## Comprueba lo entendido
**a)** Actualiza el tramo del hilo sobre la tele Hitachi que empieza con "Lo que no se, es" y sigue hasta "elgriego (Oct 16, 2011)", y pon "reemplazo" donde dice "cambio".
**b)** Sigue escribiendo el hilo sobre la tele Hitachi a partir de donde termina.

## Texto de lectura
--*--

# Problemas con mi televisor Hitachi



## sharkfe48 (Oct 16, 2011)

Bueno, no se si este es el lugar mas adecuado para preguntar, pero mi tele desde hace unos dias tiene un falla: se escucha perfecto, andan todos los canales, todo bien, solo que solo se ve una linea horizontal de la imagen. Segun estube leyendo, es un transistor que se llama "Transistor de salida Vertical o Horizontal".

Lo que no se, es si vertical o horizontal, y si con el simple cambio del mismo, el problema se solucionaria? o lleva mas cosas de por medio?


----------



## elgriego (Oct 16, 2011)

Hola sharkfe48,como estas?,por empezar tendrias que decirnos el modelo del tv, y tambien seria interesante nos contaras ,cual es el alcance de tus conocimientos en lo referente a tv,pero para ir aclarando digamos que en tv ,una linea vertical es problema de horizontal,falla poco frecuente y una linea horizontal es falla de vertical,una falla de las mas  comunes.


Saludos.


----------



## sharkfe48 (Oct 17, 2011)

elgriego dijo:


> Hola sharkfe48,como estas?,por empezar tendrias que decirnos el modelo del tv, y tambien seria interesante nos contaras ,cual es el alcance de tus conocimientos en lo referente a tv,pero para ir aclarando digamos que en tv ,una linea vertical es problema de horizontal,falla poco frecuente y una linea horizontal es falla de vertical,una falla de las mas  comunes.
> 
> 
> Saludos.



jajaj, queria evitar esa pregunta, porq me van a mandarme a la m. jaja, pero te soy sincero, no se nada de reparacion de tv, eh armado algunas cosas de electronica pero nada relacionado al tema.

--*--

Entradas de datos guardadas

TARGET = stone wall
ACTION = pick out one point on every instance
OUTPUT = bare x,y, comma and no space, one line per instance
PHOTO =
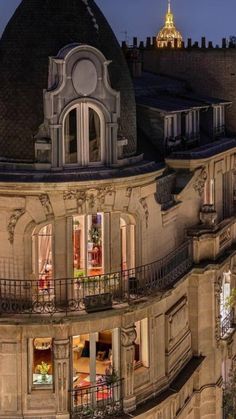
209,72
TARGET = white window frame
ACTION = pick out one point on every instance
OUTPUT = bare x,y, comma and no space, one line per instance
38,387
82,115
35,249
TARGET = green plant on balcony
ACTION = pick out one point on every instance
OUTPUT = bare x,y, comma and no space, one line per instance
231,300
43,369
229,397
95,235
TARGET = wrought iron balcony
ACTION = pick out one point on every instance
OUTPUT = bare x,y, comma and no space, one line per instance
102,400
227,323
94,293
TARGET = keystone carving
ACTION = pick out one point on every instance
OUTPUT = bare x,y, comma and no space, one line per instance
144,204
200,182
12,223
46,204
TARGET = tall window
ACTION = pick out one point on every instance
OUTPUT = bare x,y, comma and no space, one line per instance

--*--

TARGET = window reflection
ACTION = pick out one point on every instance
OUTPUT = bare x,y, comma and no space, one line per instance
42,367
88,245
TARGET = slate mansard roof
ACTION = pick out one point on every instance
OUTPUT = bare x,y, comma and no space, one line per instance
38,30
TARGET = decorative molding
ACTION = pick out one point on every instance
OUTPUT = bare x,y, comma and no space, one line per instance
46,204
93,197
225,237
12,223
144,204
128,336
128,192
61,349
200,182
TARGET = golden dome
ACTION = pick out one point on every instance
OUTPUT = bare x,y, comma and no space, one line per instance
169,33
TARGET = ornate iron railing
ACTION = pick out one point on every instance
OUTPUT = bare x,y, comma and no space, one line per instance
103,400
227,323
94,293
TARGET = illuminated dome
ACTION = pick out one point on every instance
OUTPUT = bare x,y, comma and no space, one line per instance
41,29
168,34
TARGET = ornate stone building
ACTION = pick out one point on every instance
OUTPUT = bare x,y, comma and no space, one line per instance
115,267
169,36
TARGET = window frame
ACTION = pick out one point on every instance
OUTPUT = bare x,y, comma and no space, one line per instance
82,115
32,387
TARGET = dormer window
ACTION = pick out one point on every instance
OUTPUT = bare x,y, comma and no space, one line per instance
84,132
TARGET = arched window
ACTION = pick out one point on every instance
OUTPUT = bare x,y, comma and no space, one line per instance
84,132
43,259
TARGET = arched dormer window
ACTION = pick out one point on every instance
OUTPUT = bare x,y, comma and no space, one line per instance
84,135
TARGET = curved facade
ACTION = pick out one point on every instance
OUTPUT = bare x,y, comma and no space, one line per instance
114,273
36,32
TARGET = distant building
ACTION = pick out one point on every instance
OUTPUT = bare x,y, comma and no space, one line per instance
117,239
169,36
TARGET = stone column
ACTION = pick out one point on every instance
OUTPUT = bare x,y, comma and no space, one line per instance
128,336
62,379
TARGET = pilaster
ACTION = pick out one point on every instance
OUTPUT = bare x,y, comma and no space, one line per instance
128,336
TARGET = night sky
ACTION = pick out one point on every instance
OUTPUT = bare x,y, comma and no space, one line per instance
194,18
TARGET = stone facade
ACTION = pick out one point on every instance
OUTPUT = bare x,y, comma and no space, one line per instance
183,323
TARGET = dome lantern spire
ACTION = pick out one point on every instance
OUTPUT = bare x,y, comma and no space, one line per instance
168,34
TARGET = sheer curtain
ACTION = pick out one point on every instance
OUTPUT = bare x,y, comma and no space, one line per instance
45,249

--*--

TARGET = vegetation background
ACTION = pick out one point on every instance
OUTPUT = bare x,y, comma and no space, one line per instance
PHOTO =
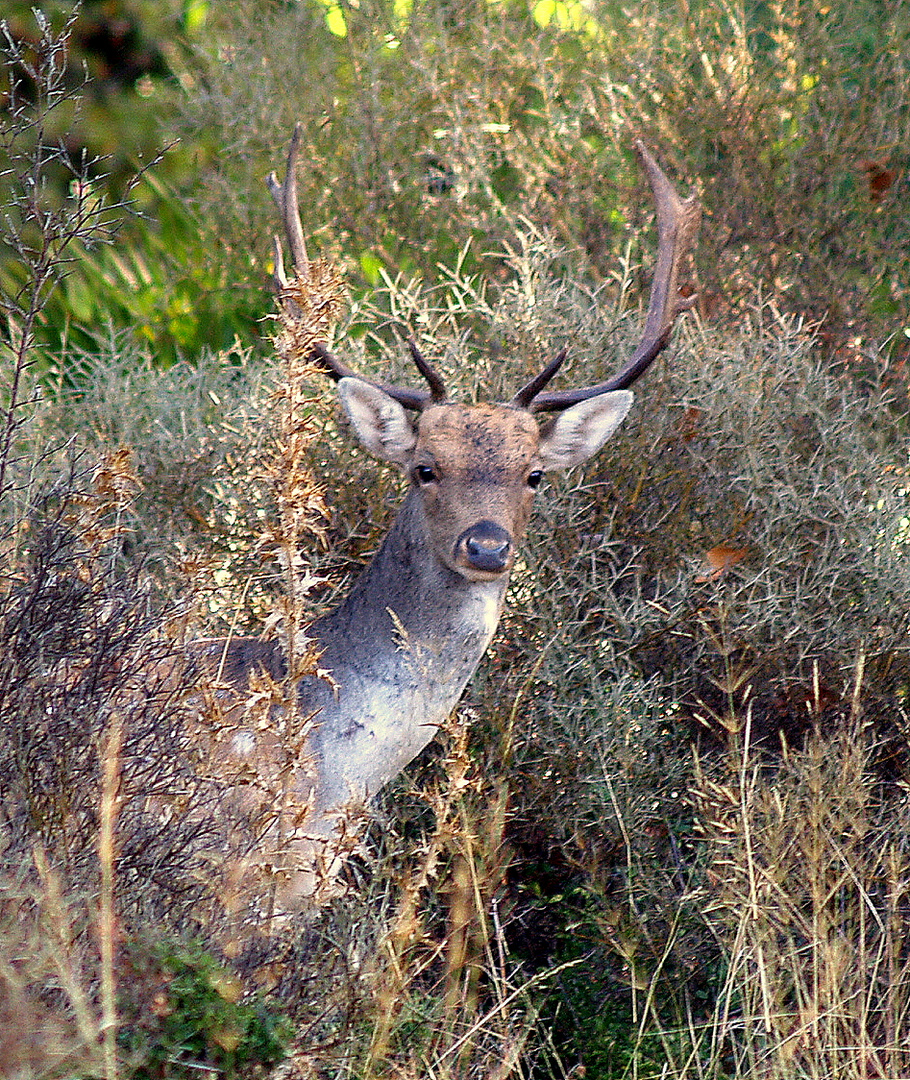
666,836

--*--

## Respuestas
**a)**
Lo que no se, es si vertical o horizontal, y si con el simple reemplazo del mismo, el problema se solucionaria? o lleva mas cosas de por medio?


----------



## elgriego (Oct 16, 2011)

**b)**
Pero porq me meto a hacer esto, te explico, solo quiero sacar ese transistor y poner uno nuevo, si sigue andando mal, lo llevo a arreglar, porque me cobran un paston por su reparacion :S y capas que es simplemente esa pelotudes

Es un televisor Hitachi de 29" p. plana. el modelo que me marca atras es: CDH-29BDS2 Slim
Que te parece si te saco unas fotos o te digo los trnasistores que sospecho que son el vertical y me dices si son esos, o sino te subo fotos y me señalas cual es, cual te gusta mas de las opciones, la verdad te lo re agradeceria!


----------



## elgriego (Oct 17, 2011)

Hola.... dejame que mire el circuito,si es que lo consigo! y despues te indico ,que tenes que medir,pero si queres subir fotos de la placa ,no estaria mal.

decime si tu tv utiliza el ci la 78045,ese es el circuito de salida vertical y si en algun lugar de la plaqueta figura el codigo jym 560-02 que corresponde al chassis que encontre.


Saludos.


----------



## sharkfe48 (Oct 17, 2011)

elgriego dijo:


> Hola.... dejame que mire el circuito,si es que lo consigo! y despues te indico ,que tenes que medir,pero si queres subir fotos de la placa ,no estaria mal.
> 
> decime si tu tv utiliza el ci la 78045,ese es el circuito de salida vertical y si en algun lugar de la plaqueta figura el codigo jym 560-02 que corresponde al chassis que encontre.
> 
> ...



De momento te mando esto: 
utiliza un LA42102, segun lo que lei, y lo que encontre.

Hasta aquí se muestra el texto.